* Records to process *
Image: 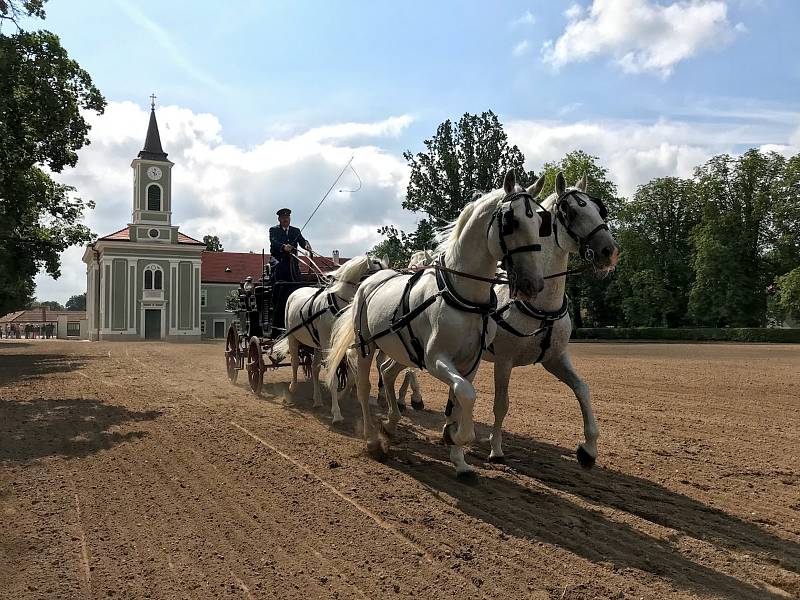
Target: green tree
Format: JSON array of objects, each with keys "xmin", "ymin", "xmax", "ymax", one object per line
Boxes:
[
  {"xmin": 777, "ymin": 266, "xmax": 800, "ymax": 321},
  {"xmin": 372, "ymin": 111, "xmax": 533, "ymax": 264},
  {"xmin": 203, "ymin": 235, "xmax": 224, "ymax": 252},
  {"xmin": 0, "ymin": 0, "xmax": 105, "ymax": 314},
  {"xmin": 541, "ymin": 150, "xmax": 622, "ymax": 327},
  {"xmin": 689, "ymin": 149, "xmax": 786, "ymax": 327},
  {"xmin": 26, "ymin": 300, "xmax": 64, "ymax": 310},
  {"xmin": 611, "ymin": 177, "xmax": 699, "ymax": 327},
  {"xmin": 66, "ymin": 292, "xmax": 86, "ymax": 310}
]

* Directive *
Rewrite every line of the entries above as a Markdown table with the columns "Row" and "Content": number the rows in order and skip blank lines. Leave the pictures out.

* Final result *
| Row | Content |
|---|---|
| 1 | Image:  |
| 2 | Target: green tree |
| 3 | Format: JSON array of objects, each with keys "xmin", "ymin", "xmax", "ymax", one object per line |
| 4 | Boxes: |
| 5 | [ |
| 6 |   {"xmin": 777, "ymin": 266, "xmax": 800, "ymax": 321}, |
| 7 |   {"xmin": 372, "ymin": 111, "xmax": 533, "ymax": 264}, |
| 8 |   {"xmin": 203, "ymin": 235, "xmax": 224, "ymax": 252}, |
| 9 |   {"xmin": 0, "ymin": 0, "xmax": 105, "ymax": 314}, |
| 10 |   {"xmin": 541, "ymin": 150, "xmax": 622, "ymax": 327}, |
| 11 |   {"xmin": 689, "ymin": 149, "xmax": 786, "ymax": 327}, |
| 12 |   {"xmin": 26, "ymin": 300, "xmax": 64, "ymax": 310}, |
| 13 |   {"xmin": 611, "ymin": 177, "xmax": 699, "ymax": 327}, |
| 14 |   {"xmin": 66, "ymin": 292, "xmax": 86, "ymax": 310} |
| 15 | ] |